-- EXERCISE INSTRUCTIONS --
Rewrite the items from the line with "Target: glossy red cube" up to and including the line with "(1018, 249)", swapping "Points" for "Coordinates" and keeping everything else unchanged.
—————
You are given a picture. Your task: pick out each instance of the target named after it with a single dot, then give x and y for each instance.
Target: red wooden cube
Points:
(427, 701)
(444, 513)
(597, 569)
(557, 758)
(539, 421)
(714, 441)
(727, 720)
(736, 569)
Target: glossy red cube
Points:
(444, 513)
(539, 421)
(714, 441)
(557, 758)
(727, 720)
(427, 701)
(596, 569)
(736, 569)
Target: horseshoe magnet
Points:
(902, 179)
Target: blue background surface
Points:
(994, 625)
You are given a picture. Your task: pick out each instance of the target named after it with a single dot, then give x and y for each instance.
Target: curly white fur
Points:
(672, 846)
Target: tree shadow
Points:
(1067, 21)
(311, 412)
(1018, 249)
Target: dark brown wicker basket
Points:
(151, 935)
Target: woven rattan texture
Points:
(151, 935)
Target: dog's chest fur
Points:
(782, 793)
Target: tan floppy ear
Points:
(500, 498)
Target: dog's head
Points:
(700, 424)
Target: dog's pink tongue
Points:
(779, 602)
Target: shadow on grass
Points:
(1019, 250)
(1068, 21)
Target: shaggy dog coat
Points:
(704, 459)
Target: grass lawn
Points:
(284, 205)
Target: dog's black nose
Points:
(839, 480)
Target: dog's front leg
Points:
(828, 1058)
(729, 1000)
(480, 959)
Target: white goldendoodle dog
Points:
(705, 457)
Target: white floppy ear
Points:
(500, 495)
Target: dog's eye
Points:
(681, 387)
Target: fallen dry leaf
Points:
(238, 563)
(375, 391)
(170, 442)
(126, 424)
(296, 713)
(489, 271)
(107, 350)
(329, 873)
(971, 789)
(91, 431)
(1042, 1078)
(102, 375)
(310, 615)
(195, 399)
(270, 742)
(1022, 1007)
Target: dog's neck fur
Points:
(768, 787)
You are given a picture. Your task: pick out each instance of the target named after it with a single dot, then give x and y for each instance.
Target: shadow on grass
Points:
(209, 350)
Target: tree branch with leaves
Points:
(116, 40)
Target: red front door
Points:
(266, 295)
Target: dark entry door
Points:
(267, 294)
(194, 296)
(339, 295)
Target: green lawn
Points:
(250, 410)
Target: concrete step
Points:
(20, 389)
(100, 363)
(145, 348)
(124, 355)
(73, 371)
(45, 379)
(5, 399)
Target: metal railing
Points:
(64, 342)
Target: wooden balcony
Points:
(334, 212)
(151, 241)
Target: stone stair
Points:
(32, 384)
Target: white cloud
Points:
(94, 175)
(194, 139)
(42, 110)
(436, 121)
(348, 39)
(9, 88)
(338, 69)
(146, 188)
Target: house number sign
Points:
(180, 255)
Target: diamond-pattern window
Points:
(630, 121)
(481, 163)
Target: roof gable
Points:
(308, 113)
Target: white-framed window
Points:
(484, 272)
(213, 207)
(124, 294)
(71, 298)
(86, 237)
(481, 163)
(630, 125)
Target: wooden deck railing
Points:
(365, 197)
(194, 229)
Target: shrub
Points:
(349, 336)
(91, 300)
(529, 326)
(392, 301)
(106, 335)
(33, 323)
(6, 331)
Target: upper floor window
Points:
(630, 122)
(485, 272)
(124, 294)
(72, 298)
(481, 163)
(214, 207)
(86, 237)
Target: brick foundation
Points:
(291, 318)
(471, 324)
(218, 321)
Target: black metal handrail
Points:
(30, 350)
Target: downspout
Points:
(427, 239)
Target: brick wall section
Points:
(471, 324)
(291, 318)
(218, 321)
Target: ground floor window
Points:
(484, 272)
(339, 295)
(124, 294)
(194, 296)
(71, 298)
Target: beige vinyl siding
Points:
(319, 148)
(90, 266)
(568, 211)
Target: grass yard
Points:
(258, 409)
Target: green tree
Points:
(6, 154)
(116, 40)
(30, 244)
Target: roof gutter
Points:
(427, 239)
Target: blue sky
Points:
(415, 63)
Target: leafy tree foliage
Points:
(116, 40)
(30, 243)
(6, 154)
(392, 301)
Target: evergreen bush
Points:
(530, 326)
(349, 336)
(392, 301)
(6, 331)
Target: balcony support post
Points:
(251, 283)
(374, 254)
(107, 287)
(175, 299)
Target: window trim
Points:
—————
-- RESULT --
Target: glossy red cube
Coordinates:
(444, 513)
(539, 421)
(714, 441)
(557, 758)
(727, 720)
(427, 701)
(596, 569)
(736, 569)
Target: horseshoe magnet
Coordinates:
(902, 179)
Target: blue background surface
Coordinates:
(994, 625)
You are given a picture. Your task: pick out each instance of the target named after it with a single dot, then give x and y for each instance.
Target: curly white fur
Coordinates:
(672, 846)
Target: tree shadow
Coordinates:
(1067, 21)
(311, 412)
(1018, 249)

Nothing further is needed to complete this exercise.